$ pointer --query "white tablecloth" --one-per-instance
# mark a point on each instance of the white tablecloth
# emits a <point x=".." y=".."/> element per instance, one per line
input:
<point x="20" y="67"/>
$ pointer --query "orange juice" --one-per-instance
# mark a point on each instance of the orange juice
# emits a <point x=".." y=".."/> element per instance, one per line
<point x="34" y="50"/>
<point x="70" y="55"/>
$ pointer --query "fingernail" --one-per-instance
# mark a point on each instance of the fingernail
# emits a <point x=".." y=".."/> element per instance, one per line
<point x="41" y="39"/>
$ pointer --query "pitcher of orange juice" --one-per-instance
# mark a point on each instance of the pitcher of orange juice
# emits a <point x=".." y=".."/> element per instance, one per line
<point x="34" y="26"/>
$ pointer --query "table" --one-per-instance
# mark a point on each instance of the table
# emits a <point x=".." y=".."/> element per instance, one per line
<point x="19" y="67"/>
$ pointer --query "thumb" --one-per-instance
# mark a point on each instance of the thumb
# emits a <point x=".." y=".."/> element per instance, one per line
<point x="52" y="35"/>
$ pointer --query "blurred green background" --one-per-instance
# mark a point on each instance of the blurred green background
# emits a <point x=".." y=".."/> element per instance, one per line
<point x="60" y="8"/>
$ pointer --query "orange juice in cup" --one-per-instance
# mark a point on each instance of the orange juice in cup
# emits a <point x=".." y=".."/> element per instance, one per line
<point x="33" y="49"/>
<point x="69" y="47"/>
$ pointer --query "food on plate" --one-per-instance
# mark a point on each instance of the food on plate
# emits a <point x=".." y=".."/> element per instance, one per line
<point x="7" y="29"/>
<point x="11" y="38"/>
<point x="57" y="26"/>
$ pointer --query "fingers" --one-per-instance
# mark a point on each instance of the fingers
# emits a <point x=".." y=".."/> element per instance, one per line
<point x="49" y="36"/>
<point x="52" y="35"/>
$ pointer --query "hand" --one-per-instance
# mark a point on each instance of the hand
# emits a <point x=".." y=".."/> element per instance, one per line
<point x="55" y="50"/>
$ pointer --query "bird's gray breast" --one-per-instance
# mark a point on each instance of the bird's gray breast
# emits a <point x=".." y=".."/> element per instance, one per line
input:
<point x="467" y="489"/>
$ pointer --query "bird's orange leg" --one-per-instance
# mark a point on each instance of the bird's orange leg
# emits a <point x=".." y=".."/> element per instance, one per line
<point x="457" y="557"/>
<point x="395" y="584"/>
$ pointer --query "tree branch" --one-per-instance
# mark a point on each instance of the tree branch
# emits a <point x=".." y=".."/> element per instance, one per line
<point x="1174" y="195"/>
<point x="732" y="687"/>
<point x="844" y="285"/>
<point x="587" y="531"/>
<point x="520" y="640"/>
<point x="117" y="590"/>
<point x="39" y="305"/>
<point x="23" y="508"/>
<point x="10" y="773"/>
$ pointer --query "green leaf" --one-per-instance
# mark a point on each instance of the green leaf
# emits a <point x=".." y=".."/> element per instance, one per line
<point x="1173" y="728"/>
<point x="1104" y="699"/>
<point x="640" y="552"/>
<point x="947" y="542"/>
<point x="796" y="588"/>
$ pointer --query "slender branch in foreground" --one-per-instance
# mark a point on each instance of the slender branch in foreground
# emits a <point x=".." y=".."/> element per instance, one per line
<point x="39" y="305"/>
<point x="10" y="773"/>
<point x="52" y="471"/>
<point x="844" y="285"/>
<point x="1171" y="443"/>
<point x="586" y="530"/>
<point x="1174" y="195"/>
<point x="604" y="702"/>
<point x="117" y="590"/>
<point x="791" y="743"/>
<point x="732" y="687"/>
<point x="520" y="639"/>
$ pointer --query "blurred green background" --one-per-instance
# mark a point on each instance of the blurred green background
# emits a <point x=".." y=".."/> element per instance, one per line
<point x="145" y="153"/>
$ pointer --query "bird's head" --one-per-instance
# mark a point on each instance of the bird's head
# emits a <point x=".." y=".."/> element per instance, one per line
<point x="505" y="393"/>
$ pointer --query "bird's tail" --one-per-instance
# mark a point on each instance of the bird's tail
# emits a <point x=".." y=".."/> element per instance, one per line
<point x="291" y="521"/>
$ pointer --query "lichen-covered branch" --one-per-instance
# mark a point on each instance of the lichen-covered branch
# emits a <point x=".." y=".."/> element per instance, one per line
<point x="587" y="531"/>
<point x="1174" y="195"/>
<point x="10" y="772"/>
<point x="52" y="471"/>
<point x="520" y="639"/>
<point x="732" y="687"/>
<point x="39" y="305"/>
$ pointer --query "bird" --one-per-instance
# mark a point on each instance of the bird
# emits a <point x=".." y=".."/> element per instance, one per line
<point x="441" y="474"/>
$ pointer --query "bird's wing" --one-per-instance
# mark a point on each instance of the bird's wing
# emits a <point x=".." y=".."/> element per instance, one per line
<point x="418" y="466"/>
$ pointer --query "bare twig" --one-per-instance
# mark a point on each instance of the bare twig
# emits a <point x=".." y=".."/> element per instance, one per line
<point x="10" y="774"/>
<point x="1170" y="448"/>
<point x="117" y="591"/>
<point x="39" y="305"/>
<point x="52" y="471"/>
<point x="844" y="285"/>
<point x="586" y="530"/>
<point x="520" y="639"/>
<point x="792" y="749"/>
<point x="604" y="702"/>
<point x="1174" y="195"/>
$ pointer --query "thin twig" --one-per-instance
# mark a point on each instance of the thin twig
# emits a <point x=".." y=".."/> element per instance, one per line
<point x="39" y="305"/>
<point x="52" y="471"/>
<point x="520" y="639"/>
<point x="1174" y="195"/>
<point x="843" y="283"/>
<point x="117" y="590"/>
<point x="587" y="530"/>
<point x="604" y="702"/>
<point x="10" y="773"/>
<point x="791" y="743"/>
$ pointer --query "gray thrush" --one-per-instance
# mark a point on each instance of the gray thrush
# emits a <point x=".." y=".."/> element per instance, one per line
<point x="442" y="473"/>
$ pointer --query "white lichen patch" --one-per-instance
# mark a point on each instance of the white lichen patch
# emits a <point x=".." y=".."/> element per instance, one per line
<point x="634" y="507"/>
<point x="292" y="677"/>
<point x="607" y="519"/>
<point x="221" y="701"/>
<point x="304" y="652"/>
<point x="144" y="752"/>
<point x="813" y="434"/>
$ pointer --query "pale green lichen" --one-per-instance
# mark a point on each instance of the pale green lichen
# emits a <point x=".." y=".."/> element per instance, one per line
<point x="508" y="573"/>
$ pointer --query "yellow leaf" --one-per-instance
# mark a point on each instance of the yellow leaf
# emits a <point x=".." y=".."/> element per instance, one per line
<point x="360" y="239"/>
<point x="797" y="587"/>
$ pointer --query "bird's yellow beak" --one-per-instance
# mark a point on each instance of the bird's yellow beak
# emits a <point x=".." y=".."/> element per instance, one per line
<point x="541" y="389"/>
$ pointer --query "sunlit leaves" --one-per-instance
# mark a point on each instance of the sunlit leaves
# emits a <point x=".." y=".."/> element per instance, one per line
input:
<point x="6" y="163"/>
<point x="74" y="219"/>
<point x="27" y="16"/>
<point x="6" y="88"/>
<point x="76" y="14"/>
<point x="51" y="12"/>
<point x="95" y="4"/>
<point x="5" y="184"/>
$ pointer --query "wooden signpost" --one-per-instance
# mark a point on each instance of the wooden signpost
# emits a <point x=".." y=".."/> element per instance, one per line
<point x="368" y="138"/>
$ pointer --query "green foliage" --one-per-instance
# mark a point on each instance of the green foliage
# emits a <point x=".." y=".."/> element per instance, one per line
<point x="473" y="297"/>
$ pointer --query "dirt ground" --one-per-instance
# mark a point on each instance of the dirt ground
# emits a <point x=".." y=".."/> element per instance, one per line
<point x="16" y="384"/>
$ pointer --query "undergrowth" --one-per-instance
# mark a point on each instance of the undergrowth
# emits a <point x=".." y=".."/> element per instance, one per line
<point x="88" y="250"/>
•••••
_Work request_. After locating the line that contains "# mark a point on each instance of the wooden", print that line and every one after it through the last line of the listing, exactly.

_Written solution_.
# mark a point on each instance of the wooden signpost
# emits a <point x=".." y=".."/> element per instance, one per line
<point x="368" y="138"/>
$ pointer --query "green foliage" --one-per-instance
# mark a point on each instance of the green foliage
# emits a <point x=".." y=".."/> element per instance, one per line
<point x="473" y="297"/>
$ pointer --query "dirt ground" --one-per-instance
# mark a point on each instance of the dirt ground
# emits a <point x=".." y=".."/> element per instance, one per line
<point x="16" y="384"/>
$ pointer --query "undergrowth" --one-per-instance
# mark a point on each instance of the undergrowth
# emits a <point x=".." y=".."/> element per instance, one per line
<point x="88" y="250"/>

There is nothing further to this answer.